**EXERCISE DIRECTIONS:**
From the line containing "Target: front grille" to the last line of the data, both included, transcribe each line exactly, leaving out pictures and adding nothing.

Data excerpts
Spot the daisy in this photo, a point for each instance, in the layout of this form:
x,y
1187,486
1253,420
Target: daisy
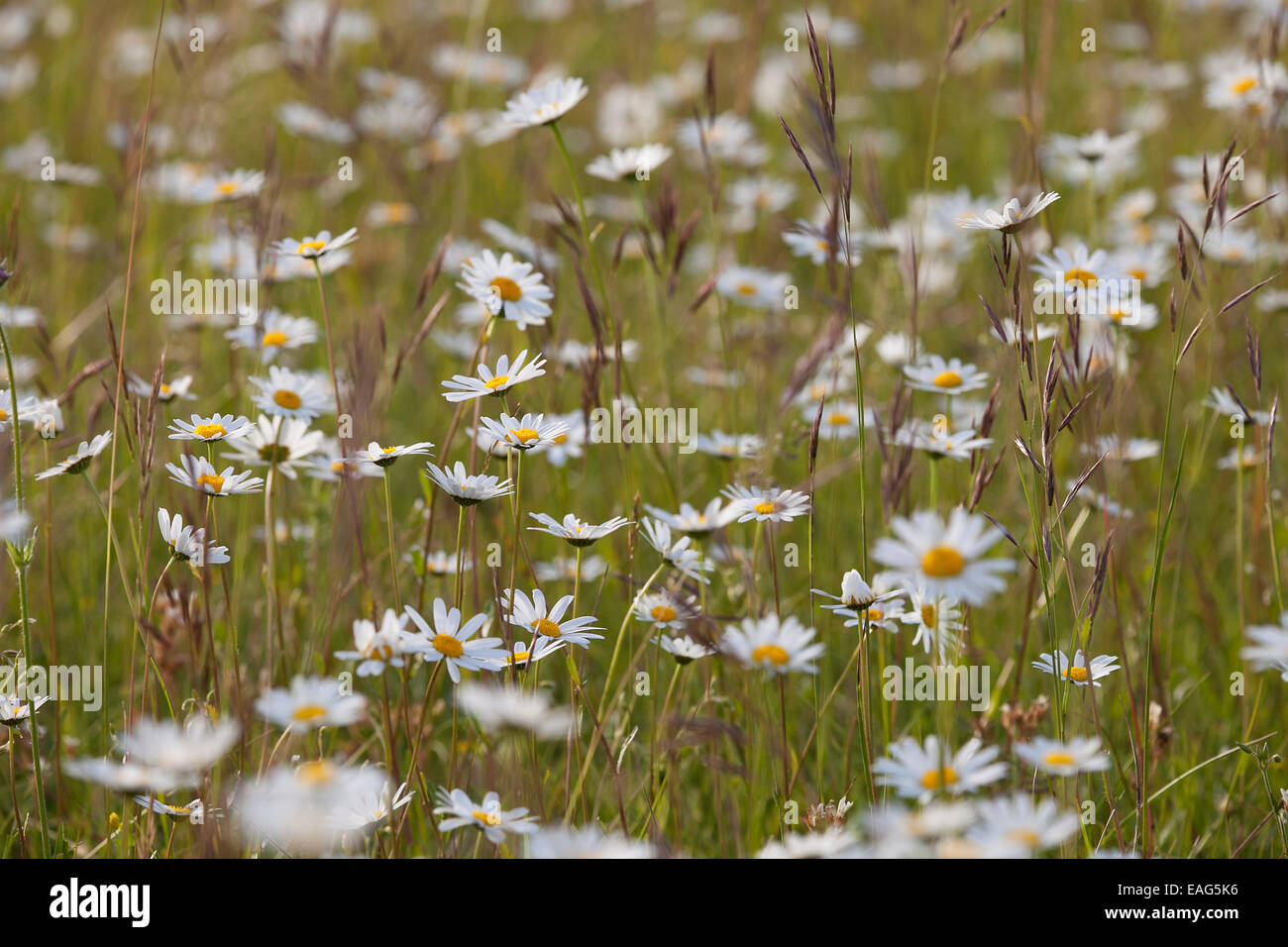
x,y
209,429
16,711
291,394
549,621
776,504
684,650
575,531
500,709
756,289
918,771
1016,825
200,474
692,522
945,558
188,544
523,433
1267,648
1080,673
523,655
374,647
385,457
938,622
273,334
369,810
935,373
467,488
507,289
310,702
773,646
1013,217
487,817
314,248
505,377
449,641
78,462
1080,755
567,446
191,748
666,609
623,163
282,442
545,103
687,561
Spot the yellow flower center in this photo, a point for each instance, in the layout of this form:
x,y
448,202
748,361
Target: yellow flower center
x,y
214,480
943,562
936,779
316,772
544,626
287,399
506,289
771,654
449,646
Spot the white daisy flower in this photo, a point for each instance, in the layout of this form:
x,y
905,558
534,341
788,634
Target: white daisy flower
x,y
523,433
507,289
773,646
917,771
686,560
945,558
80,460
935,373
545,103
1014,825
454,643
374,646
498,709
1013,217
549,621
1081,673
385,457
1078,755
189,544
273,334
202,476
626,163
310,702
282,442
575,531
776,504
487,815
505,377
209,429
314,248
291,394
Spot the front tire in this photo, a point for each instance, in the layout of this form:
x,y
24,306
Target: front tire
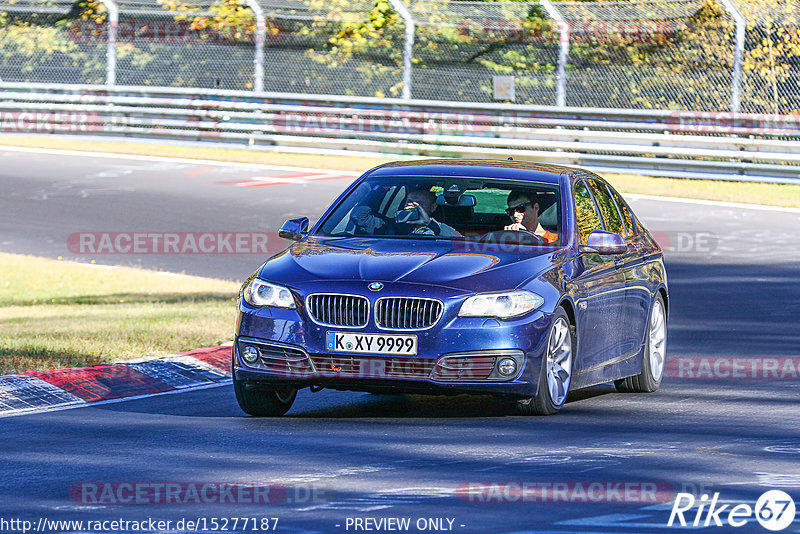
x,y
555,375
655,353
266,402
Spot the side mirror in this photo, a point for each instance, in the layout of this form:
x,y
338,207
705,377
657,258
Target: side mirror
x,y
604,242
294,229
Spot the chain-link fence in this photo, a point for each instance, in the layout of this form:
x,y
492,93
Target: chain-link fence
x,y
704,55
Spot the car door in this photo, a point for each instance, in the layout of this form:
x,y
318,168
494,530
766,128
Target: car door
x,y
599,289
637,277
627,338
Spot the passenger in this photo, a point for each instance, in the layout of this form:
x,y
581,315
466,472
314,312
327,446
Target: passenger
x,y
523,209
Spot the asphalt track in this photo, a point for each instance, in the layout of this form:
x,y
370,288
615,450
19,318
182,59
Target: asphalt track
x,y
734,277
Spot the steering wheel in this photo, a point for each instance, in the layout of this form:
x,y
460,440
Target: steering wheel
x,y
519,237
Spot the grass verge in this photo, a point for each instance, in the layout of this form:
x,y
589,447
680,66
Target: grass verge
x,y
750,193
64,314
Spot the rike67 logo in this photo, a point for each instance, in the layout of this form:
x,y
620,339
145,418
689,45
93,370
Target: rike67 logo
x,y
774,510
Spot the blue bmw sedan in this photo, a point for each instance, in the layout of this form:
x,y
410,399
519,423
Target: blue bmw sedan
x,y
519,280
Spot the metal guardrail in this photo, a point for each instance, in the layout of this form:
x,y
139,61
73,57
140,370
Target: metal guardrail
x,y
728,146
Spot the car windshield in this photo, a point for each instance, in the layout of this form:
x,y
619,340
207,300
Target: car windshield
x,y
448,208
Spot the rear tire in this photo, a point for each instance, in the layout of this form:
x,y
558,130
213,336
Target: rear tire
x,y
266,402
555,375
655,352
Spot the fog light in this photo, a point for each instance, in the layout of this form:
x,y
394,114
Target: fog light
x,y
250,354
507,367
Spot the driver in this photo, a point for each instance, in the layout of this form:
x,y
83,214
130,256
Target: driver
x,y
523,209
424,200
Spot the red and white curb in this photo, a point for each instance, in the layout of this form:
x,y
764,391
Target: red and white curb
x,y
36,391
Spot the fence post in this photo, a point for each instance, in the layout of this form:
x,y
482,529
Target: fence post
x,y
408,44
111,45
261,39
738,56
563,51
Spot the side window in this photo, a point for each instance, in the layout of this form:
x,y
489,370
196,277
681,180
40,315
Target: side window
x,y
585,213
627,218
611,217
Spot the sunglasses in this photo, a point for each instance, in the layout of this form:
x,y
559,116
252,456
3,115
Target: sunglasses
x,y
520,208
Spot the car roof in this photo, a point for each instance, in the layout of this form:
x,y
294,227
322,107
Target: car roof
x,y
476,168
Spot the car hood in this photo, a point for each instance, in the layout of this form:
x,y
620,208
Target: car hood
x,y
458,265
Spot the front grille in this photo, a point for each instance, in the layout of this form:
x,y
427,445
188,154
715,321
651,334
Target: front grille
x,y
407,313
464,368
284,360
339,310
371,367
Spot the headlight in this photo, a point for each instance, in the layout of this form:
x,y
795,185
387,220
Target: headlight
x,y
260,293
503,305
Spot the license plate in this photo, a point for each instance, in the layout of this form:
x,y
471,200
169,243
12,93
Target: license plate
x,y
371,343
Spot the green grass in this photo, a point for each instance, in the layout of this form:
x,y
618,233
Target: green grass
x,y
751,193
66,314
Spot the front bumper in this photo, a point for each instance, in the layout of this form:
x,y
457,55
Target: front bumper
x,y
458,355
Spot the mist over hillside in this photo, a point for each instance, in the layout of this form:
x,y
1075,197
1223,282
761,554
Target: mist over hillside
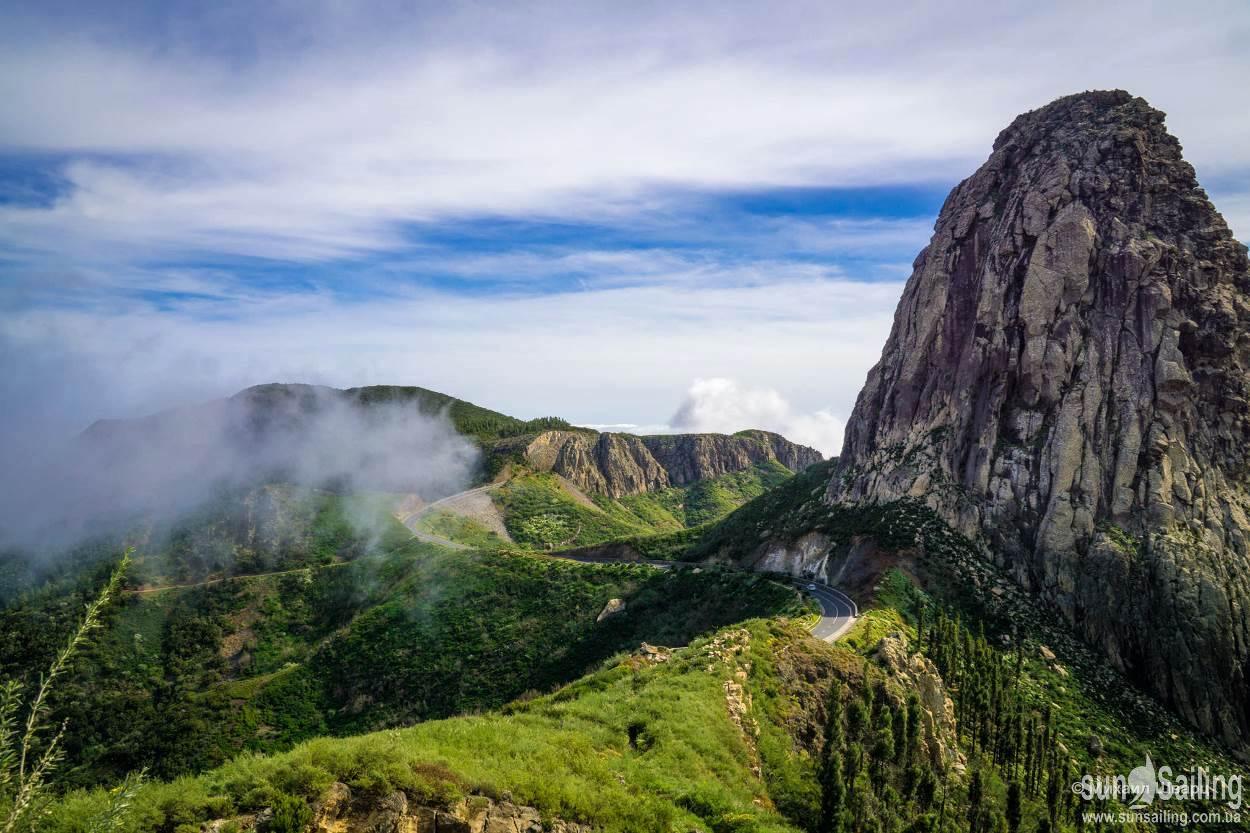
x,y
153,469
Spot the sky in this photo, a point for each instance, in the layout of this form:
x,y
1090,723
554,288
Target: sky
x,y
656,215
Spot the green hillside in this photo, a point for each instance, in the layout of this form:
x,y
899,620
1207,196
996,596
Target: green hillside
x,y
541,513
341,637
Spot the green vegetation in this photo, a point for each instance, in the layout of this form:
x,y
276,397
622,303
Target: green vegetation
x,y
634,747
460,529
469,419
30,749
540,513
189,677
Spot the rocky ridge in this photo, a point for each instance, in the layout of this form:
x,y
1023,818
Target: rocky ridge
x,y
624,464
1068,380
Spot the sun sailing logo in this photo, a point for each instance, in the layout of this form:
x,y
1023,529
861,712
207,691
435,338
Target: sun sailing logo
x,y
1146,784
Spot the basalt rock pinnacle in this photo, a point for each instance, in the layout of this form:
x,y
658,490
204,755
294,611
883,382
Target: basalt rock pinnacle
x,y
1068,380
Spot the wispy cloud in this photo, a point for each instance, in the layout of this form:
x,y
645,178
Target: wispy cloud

**EXERCISE RESPONSE:**
Target: front grille
x,y
407,313
464,368
284,360
339,310
371,367
Spot the headlight in this photo, a point for each instance, in the layout of this form:
x,y
795,185
387,220
Target: headlight
x,y
260,293
503,305
Spot the license plate in this photo, a point for each instance, in the layout of this form:
x,y
471,200
169,243
12,93
Target: license plate
x,y
371,343
Spot the green grass in this photo, a point for each instance, in the layout of this form:
x,y
618,233
Target: green grass
x,y
751,193
66,314
Spot the front bumper in this photo, a point for each instance, in the layout of this form:
x,y
457,55
Target: front bumper
x,y
458,355
Spot the mist over hillside in this photo, a point for each instance, in the layout of this form:
x,y
1075,197
1223,282
761,554
Target: mist over hillside
x,y
153,469
Spot the sky in this photo, a point for each instance, in the layout of this form:
x,y
1090,723
554,288
Target: sky
x,y
656,215
Spot the green hillside in this photo, a point for each instance, in the layout of this form:
x,y
899,620
1207,196
996,596
Target: green hillside
x,y
541,513
341,637
Spot the green vegetation in this photo, a point for each instance, in the layout of this form:
x,y
276,397
622,303
Target: green vegetation
x,y
634,747
460,529
469,419
30,749
540,513
189,677
Spot the rocky ridge in this photo, a point for each instance, in the layout of this form:
x,y
1023,818
Target: rocky ridge
x,y
624,464
1068,380
Spot the sun sailing logo in this photo, a point for each instance, in the layout of this form:
x,y
1023,529
861,712
207,691
435,338
Target: sun sailing logo
x,y
1146,784
Spot the basalt rock pinnacle in this photo, a point for each instance, in the layout of this form:
x,y
658,490
204,755
294,611
883,382
Target: basalt rock pinnacle
x,y
1068,380
Spot the wispy cloud in this photo, a point for each instance, in the layout of this form:
x,y
645,178
Target: wispy cloud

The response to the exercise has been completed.